● Objective 1
Copy the stretch of the Crystal Castles passage from "Crystal Castles has" through "the next castle." without changing a word.

● Selection
## START
Crystal Castles is an arcade game released by Atari, Inc. in 1983. The player controls Bentley Bear who has to collect gems located throughout trimetric-projected rendered castles while avoiding enemies, some of whom are after the gems as well. Crystal Castles is one of the first arcade action games with an ending, instead of continuing indefinitely, looping, or ending in a kill screen, and to contain advance warp zones.

Gameplay

Crystal Castles has nine levels with four castles each, and a tenth level with a single castle—the clearing of which ends the game. Each of the 37 trimetric-projected castles consists of a maze of hallways filled with gems and bonus objects and also includes stairs, elevators and tunnels that the player can use as shortcuts. The three-letter initials of the player with the highest score are used to form the first level's castle structure. When all gems in a castle have been collected, a tune of the Nutcracker Suite is played, and the player moves to the next castle.

A trackball and jump button control Bentley Bear. Gems are collected by walking over them, and a bonus is given upon collection of the last gem. While collecting gems, there are a number of enemies that try to stop Bentley and/or collect the gems for themselves. Any gems collected by the enemies also result in a lower obtainable score for that screen. Likewise, if the last available gem is collected by the enemy, the player also loses the last gem bonus.
## END
● Provided information
## START
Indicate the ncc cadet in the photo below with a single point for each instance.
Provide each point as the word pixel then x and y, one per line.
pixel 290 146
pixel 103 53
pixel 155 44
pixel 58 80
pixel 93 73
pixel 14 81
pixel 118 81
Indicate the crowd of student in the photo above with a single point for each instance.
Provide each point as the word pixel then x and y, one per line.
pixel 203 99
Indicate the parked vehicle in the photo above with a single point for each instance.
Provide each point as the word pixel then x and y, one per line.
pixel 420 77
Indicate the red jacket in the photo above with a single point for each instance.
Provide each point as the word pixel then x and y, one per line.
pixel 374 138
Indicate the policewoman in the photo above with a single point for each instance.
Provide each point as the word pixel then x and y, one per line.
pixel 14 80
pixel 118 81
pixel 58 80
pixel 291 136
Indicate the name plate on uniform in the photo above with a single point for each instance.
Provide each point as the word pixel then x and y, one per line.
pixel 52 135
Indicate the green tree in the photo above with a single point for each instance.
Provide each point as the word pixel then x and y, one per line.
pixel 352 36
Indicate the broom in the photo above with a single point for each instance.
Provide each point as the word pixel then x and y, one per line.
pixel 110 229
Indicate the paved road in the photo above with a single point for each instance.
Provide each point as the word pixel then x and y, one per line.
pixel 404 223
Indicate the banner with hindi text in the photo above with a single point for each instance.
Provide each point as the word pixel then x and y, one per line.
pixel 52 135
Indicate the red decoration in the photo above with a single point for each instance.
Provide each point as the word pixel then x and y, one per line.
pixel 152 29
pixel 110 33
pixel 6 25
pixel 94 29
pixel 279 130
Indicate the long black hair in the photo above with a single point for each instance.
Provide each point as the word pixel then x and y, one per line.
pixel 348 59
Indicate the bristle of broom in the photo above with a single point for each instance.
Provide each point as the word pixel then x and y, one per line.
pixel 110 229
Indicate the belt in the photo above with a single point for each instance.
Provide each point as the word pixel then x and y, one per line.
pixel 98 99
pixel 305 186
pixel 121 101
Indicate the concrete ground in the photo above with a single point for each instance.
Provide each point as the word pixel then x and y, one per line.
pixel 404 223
## END
● Objective 2
Turn the stretch of the records from the line containing "Indicate the bristle" through the end of the records into a numbered list, omitting any blank lines.

● Task solution 1
Crystal Castles has nine levels with four castles each, and a tenth level with a single castle—the clearing of which ends the game. Each of the 37 trimetric-projected castles consists of a maze of hallways filled with gems and bonus objects and also includes stairs, elevators and tunnels that the player can use as shortcuts. The three-letter initials of the player with the highest score are used to form the first level's castle structure. When all gems in a castle have been collected, a tune of the Nutcracker Suite is played, and the player moves to the next castle.

● Task solution 2
1. Indicate the bristle of broom in the photo above with a single point for each instance.
2. Provide each point as the word pixel then x and y, one per line.
3. pixel 110 229
4. Indicate the belt in the photo above with a single point for each instance.
5. Provide each point as the word pixel then x and y, one per line.
6. pixel 98 99
7. pixel 305 186
8. pixel 121 101
9. Indicate the concrete ground in the photo above with a single point for each instance.
10. Provide each point as the word pixel then x and y, one per line.
11. pixel 404 223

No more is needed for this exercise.